— THE DATA —
Content starts

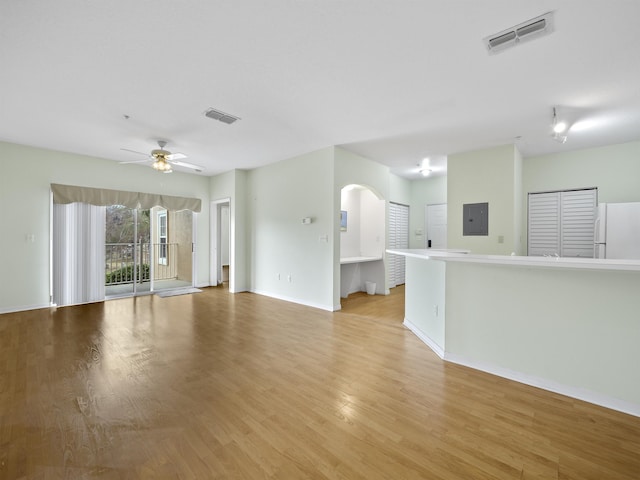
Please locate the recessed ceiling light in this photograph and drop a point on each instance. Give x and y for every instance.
(560, 127)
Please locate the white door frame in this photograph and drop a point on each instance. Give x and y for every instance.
(426, 221)
(215, 272)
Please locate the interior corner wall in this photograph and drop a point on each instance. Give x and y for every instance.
(399, 189)
(519, 217)
(426, 191)
(350, 168)
(233, 185)
(288, 259)
(350, 238)
(613, 169)
(477, 177)
(25, 185)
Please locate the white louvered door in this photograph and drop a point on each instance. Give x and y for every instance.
(561, 223)
(398, 238)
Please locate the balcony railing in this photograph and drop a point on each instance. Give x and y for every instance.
(120, 259)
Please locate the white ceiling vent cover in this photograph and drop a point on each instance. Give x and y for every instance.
(529, 30)
(220, 116)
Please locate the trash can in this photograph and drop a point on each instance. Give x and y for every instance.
(371, 287)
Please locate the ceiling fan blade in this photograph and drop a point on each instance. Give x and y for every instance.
(186, 165)
(134, 151)
(136, 161)
(175, 156)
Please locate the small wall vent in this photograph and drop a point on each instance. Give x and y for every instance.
(220, 116)
(529, 30)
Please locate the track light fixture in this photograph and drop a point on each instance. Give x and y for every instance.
(559, 128)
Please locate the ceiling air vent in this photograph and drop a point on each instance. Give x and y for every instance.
(534, 28)
(220, 116)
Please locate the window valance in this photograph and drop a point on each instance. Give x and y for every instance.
(102, 197)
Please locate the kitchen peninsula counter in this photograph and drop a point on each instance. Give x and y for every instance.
(569, 325)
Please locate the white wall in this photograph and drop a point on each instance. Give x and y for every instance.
(372, 225)
(27, 174)
(350, 168)
(233, 186)
(399, 189)
(483, 176)
(572, 331)
(280, 196)
(224, 235)
(350, 239)
(426, 191)
(425, 311)
(365, 235)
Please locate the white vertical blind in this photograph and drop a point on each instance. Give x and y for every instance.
(544, 224)
(577, 223)
(78, 253)
(398, 238)
(561, 223)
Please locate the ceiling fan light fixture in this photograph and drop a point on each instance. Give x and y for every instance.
(161, 165)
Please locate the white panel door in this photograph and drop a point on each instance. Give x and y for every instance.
(398, 238)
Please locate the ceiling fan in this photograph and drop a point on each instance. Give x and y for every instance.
(163, 159)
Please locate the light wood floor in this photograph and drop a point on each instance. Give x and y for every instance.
(240, 386)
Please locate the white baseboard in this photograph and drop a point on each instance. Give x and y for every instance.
(570, 391)
(329, 308)
(420, 334)
(23, 308)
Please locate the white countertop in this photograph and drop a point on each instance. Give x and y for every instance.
(450, 255)
(346, 260)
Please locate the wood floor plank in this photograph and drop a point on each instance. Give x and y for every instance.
(215, 385)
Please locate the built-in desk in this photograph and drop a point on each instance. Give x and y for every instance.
(355, 271)
(569, 325)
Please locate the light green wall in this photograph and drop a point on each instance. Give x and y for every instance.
(614, 169)
(280, 195)
(27, 174)
(483, 176)
(427, 191)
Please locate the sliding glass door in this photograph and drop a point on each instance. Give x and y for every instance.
(147, 250)
(128, 256)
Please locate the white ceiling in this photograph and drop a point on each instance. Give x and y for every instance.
(393, 80)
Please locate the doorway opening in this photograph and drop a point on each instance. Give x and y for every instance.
(436, 225)
(362, 241)
(221, 246)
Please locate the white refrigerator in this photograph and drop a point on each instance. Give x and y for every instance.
(617, 231)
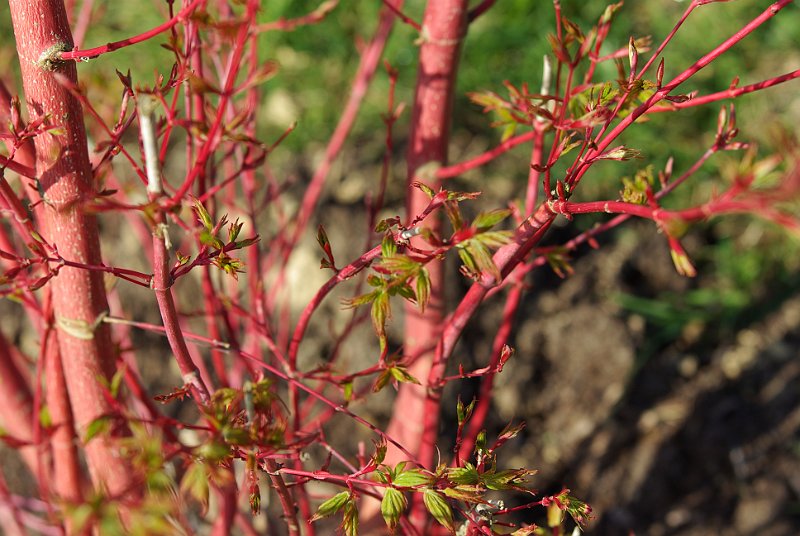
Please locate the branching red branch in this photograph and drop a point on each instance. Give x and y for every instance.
(83, 55)
(731, 93)
(162, 278)
(444, 26)
(79, 300)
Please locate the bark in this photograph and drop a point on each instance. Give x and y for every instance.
(64, 172)
(443, 28)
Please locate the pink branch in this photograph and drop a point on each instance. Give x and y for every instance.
(731, 93)
(82, 55)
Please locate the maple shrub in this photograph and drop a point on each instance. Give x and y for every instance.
(202, 214)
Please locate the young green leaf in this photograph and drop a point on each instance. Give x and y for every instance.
(393, 505)
(332, 505)
(439, 508)
(411, 478)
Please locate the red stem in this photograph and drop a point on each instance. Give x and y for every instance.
(77, 55)
(444, 26)
(79, 299)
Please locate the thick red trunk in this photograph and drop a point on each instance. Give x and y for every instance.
(443, 29)
(62, 165)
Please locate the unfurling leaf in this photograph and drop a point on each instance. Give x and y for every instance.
(332, 505)
(393, 505)
(439, 508)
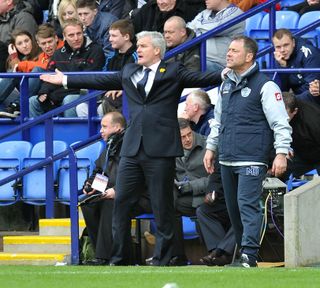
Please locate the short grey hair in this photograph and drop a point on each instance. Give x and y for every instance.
(157, 40)
(202, 98)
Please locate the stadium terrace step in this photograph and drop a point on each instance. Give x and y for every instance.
(59, 227)
(32, 259)
(37, 244)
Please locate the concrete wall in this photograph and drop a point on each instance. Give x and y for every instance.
(302, 225)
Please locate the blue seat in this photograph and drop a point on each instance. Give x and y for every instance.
(34, 183)
(12, 154)
(253, 22)
(305, 20)
(284, 19)
(85, 165)
(289, 3)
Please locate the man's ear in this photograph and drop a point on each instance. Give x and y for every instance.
(157, 51)
(249, 57)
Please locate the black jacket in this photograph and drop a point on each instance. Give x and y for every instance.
(158, 110)
(306, 132)
(113, 160)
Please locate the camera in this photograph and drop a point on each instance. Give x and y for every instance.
(88, 188)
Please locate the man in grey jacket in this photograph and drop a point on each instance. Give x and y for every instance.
(191, 183)
(176, 33)
(250, 118)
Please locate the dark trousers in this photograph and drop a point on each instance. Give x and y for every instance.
(215, 228)
(133, 173)
(98, 217)
(183, 206)
(243, 188)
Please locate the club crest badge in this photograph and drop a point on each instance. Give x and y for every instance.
(226, 88)
(245, 92)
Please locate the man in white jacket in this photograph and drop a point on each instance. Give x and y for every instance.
(250, 120)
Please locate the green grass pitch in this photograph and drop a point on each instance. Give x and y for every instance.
(155, 277)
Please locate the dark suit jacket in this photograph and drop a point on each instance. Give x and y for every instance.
(152, 120)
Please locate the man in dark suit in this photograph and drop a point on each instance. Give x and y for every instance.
(151, 141)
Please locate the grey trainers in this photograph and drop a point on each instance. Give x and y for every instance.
(245, 261)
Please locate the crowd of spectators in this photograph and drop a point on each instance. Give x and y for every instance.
(89, 35)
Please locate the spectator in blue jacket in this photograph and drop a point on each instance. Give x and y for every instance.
(96, 23)
(199, 111)
(295, 52)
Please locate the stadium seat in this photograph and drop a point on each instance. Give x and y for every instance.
(85, 165)
(305, 20)
(253, 22)
(11, 155)
(34, 183)
(289, 3)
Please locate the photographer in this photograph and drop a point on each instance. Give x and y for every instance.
(98, 212)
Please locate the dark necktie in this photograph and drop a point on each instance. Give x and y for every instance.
(142, 83)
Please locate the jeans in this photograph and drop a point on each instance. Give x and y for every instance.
(35, 108)
(243, 189)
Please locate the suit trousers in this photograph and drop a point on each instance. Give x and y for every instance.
(133, 173)
(98, 217)
(243, 189)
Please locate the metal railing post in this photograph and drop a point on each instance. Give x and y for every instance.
(49, 169)
(74, 215)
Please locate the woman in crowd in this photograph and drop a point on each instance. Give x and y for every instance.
(22, 50)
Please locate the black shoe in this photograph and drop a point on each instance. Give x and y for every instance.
(178, 261)
(12, 111)
(151, 262)
(246, 261)
(96, 262)
(214, 260)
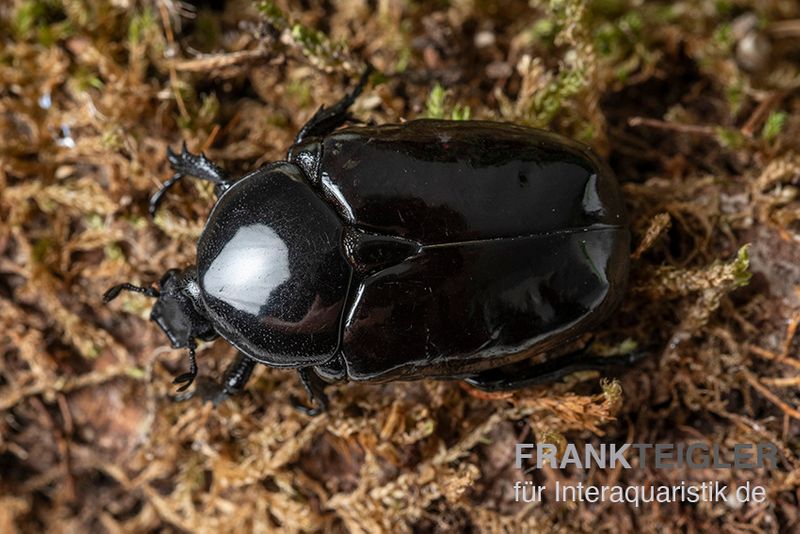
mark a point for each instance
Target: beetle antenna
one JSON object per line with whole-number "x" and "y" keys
{"x": 114, "y": 292}
{"x": 189, "y": 377}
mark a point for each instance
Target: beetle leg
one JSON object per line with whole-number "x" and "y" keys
{"x": 233, "y": 382}
{"x": 187, "y": 378}
{"x": 188, "y": 164}
{"x": 526, "y": 373}
{"x": 235, "y": 378}
{"x": 326, "y": 120}
{"x": 316, "y": 393}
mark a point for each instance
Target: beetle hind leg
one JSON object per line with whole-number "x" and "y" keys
{"x": 188, "y": 164}
{"x": 525, "y": 373}
{"x": 315, "y": 388}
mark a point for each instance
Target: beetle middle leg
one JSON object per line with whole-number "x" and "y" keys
{"x": 189, "y": 164}
{"x": 315, "y": 388}
{"x": 525, "y": 373}
{"x": 326, "y": 120}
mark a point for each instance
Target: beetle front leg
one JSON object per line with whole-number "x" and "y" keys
{"x": 525, "y": 373}
{"x": 326, "y": 120}
{"x": 233, "y": 382}
{"x": 189, "y": 164}
{"x": 315, "y": 388}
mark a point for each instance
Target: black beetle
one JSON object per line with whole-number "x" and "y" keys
{"x": 428, "y": 249}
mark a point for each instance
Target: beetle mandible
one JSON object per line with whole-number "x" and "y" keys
{"x": 428, "y": 249}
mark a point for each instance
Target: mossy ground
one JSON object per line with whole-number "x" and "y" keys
{"x": 695, "y": 106}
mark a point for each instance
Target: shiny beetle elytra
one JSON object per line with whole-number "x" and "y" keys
{"x": 428, "y": 249}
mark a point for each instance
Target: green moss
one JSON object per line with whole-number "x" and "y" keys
{"x": 774, "y": 125}
{"x": 741, "y": 267}
{"x": 274, "y": 15}
{"x": 141, "y": 26}
{"x": 434, "y": 105}
{"x": 113, "y": 252}
{"x": 300, "y": 92}
{"x": 730, "y": 137}
{"x": 437, "y": 106}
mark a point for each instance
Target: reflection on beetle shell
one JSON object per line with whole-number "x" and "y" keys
{"x": 248, "y": 268}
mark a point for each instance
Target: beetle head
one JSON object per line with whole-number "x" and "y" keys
{"x": 177, "y": 311}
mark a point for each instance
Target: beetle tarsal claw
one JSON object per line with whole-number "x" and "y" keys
{"x": 187, "y": 378}
{"x": 114, "y": 291}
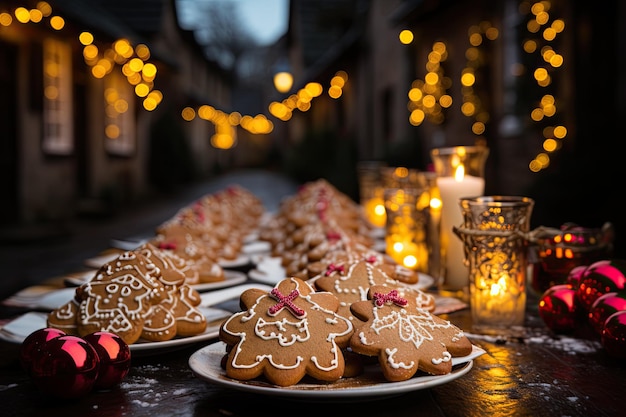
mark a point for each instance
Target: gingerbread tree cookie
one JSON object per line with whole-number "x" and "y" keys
{"x": 405, "y": 338}
{"x": 350, "y": 279}
{"x": 286, "y": 334}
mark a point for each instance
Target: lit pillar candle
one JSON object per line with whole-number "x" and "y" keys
{"x": 451, "y": 190}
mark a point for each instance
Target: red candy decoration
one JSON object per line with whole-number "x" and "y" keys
{"x": 31, "y": 346}
{"x": 559, "y": 308}
{"x": 114, "y": 356}
{"x": 600, "y": 278}
{"x": 614, "y": 335}
{"x": 67, "y": 367}
{"x": 605, "y": 306}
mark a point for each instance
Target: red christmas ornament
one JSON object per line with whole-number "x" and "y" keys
{"x": 67, "y": 367}
{"x": 114, "y": 355}
{"x": 606, "y": 305}
{"x": 575, "y": 275}
{"x": 614, "y": 335}
{"x": 559, "y": 308}
{"x": 31, "y": 346}
{"x": 600, "y": 278}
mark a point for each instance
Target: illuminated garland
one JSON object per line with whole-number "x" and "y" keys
{"x": 540, "y": 20}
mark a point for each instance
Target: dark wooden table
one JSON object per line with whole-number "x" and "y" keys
{"x": 534, "y": 373}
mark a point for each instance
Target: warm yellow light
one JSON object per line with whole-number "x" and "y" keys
{"x": 98, "y": 71}
{"x": 149, "y": 103}
{"x": 417, "y": 117}
{"x": 121, "y": 106}
{"x": 36, "y": 15}
{"x": 459, "y": 173}
{"x": 560, "y": 132}
{"x": 283, "y": 81}
{"x": 135, "y": 64}
{"x": 112, "y": 131}
{"x": 22, "y": 15}
{"x": 445, "y": 101}
{"x": 85, "y": 38}
{"x": 410, "y": 261}
{"x": 468, "y": 79}
{"x": 334, "y": 91}
{"x": 57, "y": 22}
{"x": 406, "y": 37}
{"x": 149, "y": 70}
{"x": 5, "y": 19}
{"x": 142, "y": 90}
{"x": 142, "y": 52}
{"x": 188, "y": 114}
{"x": 337, "y": 81}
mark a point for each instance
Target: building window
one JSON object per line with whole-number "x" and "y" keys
{"x": 58, "y": 133}
{"x": 119, "y": 127}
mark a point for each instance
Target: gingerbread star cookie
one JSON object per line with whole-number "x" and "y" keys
{"x": 404, "y": 337}
{"x": 350, "y": 280}
{"x": 286, "y": 334}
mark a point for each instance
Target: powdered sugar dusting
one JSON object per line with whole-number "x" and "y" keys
{"x": 568, "y": 344}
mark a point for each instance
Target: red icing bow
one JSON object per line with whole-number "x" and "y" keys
{"x": 332, "y": 268}
{"x": 371, "y": 259}
{"x": 285, "y": 301}
{"x": 392, "y": 296}
{"x": 167, "y": 245}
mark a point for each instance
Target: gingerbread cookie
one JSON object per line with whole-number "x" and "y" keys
{"x": 286, "y": 334}
{"x": 64, "y": 317}
{"x": 119, "y": 297}
{"x": 405, "y": 338}
{"x": 350, "y": 279}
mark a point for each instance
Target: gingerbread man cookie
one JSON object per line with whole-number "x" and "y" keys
{"x": 351, "y": 280}
{"x": 286, "y": 334}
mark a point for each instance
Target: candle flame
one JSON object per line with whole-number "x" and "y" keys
{"x": 459, "y": 173}
{"x": 410, "y": 261}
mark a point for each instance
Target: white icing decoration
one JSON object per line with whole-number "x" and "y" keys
{"x": 447, "y": 357}
{"x": 287, "y": 341}
{"x": 393, "y": 363}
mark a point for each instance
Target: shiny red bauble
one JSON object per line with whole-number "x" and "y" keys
{"x": 559, "y": 308}
{"x": 605, "y": 306}
{"x": 66, "y": 367}
{"x": 575, "y": 275}
{"x": 614, "y": 335}
{"x": 114, "y": 355}
{"x": 600, "y": 278}
{"x": 31, "y": 346}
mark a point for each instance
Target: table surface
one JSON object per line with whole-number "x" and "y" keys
{"x": 530, "y": 372}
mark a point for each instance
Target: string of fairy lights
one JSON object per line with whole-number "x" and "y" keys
{"x": 428, "y": 97}
{"x": 134, "y": 63}
{"x": 544, "y": 29}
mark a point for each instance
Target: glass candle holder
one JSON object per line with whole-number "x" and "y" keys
{"x": 494, "y": 234}
{"x": 371, "y": 192}
{"x": 405, "y": 239}
{"x": 460, "y": 173}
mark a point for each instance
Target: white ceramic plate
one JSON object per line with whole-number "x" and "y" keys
{"x": 17, "y": 330}
{"x": 98, "y": 261}
{"x": 269, "y": 270}
{"x": 205, "y": 363}
{"x": 241, "y": 260}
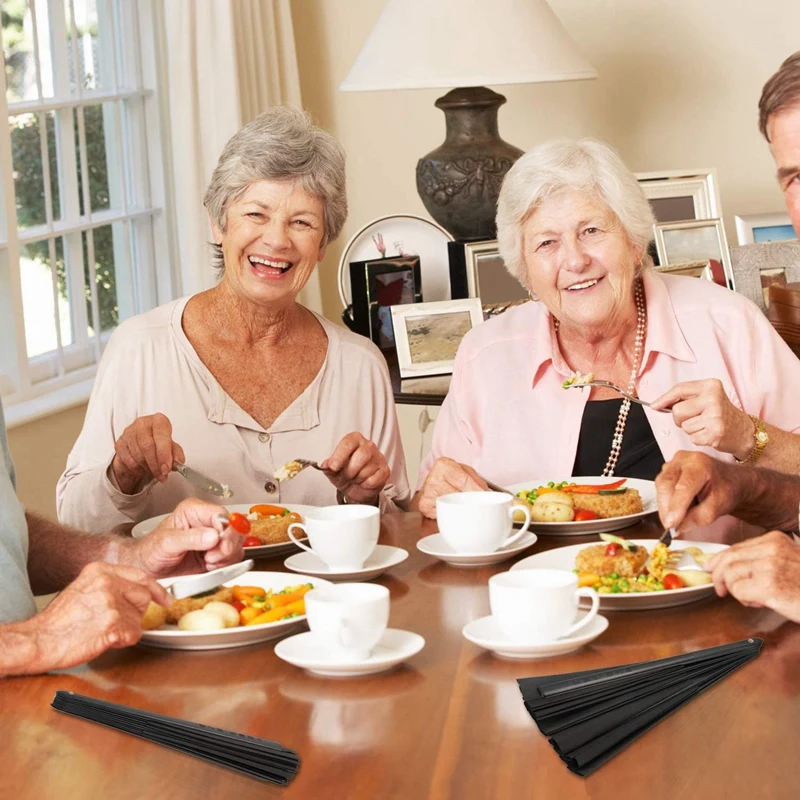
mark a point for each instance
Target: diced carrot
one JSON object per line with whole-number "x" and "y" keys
{"x": 298, "y": 607}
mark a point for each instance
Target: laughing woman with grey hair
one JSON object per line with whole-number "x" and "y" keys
{"x": 573, "y": 227}
{"x": 241, "y": 379}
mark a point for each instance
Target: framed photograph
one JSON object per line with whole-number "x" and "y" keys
{"x": 761, "y": 228}
{"x": 691, "y": 241}
{"x": 477, "y": 270}
{"x": 692, "y": 269}
{"x": 756, "y": 267}
{"x": 377, "y": 285}
{"x": 427, "y": 335}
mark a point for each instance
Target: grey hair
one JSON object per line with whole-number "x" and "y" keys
{"x": 281, "y": 144}
{"x": 584, "y": 164}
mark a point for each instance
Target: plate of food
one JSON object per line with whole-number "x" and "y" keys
{"x": 255, "y": 607}
{"x": 269, "y": 524}
{"x": 635, "y": 574}
{"x": 578, "y": 506}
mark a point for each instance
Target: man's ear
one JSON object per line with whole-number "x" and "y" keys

Content ends

— TASK DESCRIPTION —
In the records, find every line that has the string "cookie" and copy it.

— RESPONSE TO THIS EXERCISE —
Target: gingerbread tree cookie
Target: gingerbread star cookie
Target: gingerbread cookie
Target: gingerbread man cookie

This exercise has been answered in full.